— Goal of the exercise —
Revise the listing below by replacing every "marker" with "dot" and keeping everything else unchanged. Leave the pictures out of your answer.

(Data listing)
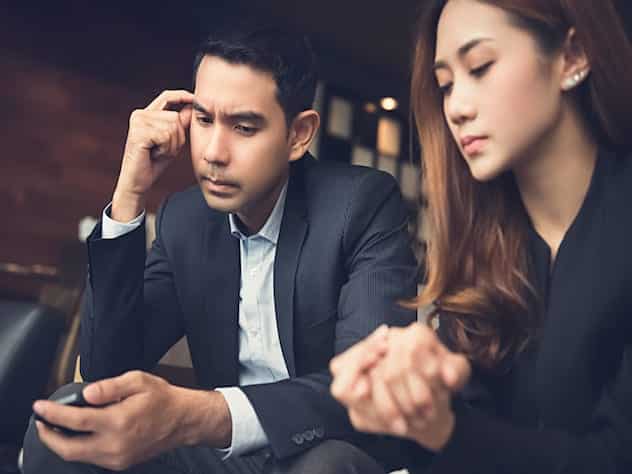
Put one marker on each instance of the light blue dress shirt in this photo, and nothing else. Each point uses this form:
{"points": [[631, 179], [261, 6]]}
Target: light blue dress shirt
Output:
{"points": [[260, 356]]}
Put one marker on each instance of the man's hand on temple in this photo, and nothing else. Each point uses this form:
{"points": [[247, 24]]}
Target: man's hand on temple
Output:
{"points": [[143, 417], [155, 138]]}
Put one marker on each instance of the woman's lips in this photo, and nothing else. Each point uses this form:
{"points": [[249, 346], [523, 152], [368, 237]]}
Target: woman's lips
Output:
{"points": [[473, 145]]}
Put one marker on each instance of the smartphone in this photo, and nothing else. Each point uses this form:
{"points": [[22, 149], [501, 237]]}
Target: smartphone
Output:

— The result —
Put one dot on each instance of the light blue dress shirt in this photo, and nothing else. Each point uses this form:
{"points": [[631, 179], [261, 6]]}
Target: light blue dress shirt
Output:
{"points": [[260, 356]]}
Put one dot on each instance of the man's hand on temple in this photo, and nothing else. Each point uses this form:
{"points": [[247, 24]]}
Target: man's hand on temple
Output:
{"points": [[143, 417], [155, 138]]}
Put one dot on each instance of the woman's lips in this photo, and nothing else. Each point uses this form:
{"points": [[249, 346], [523, 152], [368, 237]]}
Target: woman's lips
Output:
{"points": [[473, 145]]}
Put one dot on each instance of the smartphone in this photo, and nothing else. Each point uses this form:
{"points": [[22, 149], [501, 237]]}
Target: smartphone
Output:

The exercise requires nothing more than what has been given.